### Short problem:
Please set down all of the material below word for word, line by line, with nothing changed.

### Data in this exercise:
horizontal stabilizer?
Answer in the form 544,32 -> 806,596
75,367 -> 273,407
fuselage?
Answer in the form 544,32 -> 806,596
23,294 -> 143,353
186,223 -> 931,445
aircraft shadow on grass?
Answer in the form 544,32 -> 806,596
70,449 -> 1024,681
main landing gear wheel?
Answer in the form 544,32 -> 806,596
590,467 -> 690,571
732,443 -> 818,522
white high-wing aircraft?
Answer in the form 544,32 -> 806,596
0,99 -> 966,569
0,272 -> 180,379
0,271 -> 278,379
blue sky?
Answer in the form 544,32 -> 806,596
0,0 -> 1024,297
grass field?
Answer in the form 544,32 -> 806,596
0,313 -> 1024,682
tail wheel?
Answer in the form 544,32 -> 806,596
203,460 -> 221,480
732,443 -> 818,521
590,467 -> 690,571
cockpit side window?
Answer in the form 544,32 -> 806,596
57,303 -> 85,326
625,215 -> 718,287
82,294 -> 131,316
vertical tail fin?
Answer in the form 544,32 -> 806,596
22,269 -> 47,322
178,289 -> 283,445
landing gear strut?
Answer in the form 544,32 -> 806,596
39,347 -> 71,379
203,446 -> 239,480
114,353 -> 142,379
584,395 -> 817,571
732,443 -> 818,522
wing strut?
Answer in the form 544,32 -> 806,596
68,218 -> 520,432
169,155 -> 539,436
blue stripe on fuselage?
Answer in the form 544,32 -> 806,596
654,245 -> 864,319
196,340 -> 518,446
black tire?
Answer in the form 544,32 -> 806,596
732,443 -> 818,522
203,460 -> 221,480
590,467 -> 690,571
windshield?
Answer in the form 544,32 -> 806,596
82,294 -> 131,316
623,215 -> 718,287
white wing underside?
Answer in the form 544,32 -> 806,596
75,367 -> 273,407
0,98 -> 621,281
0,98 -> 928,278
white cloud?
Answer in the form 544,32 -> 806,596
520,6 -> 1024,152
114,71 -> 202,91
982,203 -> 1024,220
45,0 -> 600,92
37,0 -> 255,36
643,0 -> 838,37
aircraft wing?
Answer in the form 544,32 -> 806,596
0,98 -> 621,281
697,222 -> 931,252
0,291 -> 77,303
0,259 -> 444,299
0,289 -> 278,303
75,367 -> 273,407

### Reply to the exercise:
horizontal stabilizer?
Answer in the form 544,32 -> 806,596
75,367 -> 273,407
fuselage?
Answer in the form 544,32 -> 806,596
23,294 -> 143,353
186,223 -> 931,445
aircraft shadow on grass?
Answer in the form 544,32 -> 806,596
70,449 -> 1024,681
main landing gear wheel?
Answer in the form 544,32 -> 806,596
590,467 -> 690,571
732,443 -> 818,522
white high-wing aircraft?
Answer in the form 544,32 -> 806,596
0,99 -> 966,569
0,272 -> 180,379
0,271 -> 278,379
blue sky?
Answer in the form 544,32 -> 806,596
0,0 -> 1024,297
grass field?
Answer in the form 544,32 -> 806,596
0,313 -> 1024,682
tail wheel?
Answer in the form 544,32 -> 806,596
203,460 -> 221,480
732,443 -> 818,521
590,467 -> 690,571
cockpit side window?
Answer in the form 544,32 -> 806,596
57,303 -> 85,326
625,215 -> 718,287
82,294 -> 131,316
vertical tail fin?
Answer in the form 544,32 -> 806,596
22,269 -> 47,322
178,289 -> 283,445
landing gear strut?
Answer in the form 544,32 -> 806,596
39,347 -> 71,379
203,446 -> 239,480
114,353 -> 142,379
584,395 -> 817,571
732,443 -> 818,522
wing strut?
Answer in the form 544,32 -> 806,596
68,218 -> 520,432
169,155 -> 539,436
blue stripe on fuselage?
Answer in the form 544,32 -> 806,596
654,245 -> 864,319
196,340 -> 518,446
black tire?
Answer in the form 544,32 -> 806,596
732,443 -> 818,522
203,460 -> 221,480
590,467 -> 690,571
windshield?
Answer in the form 544,32 -> 806,596
82,294 -> 131,316
623,215 -> 718,287
white wing underside?
Answer in the form 544,32 -> 806,596
75,367 -> 273,407
0,98 -> 621,281
0,98 -> 928,278
white cloud?
Answer in the form 544,32 -> 806,596
520,6 -> 1024,152
114,71 -> 202,91
982,203 -> 1024,220
45,0 -> 600,92
37,0 -> 255,36
643,0 -> 838,37
aircraft wing?
Answer in the form 544,32 -> 806,596
0,98 -> 621,281
697,222 -> 931,252
0,291 -> 77,303
0,259 -> 444,299
0,289 -> 278,303
75,367 -> 273,407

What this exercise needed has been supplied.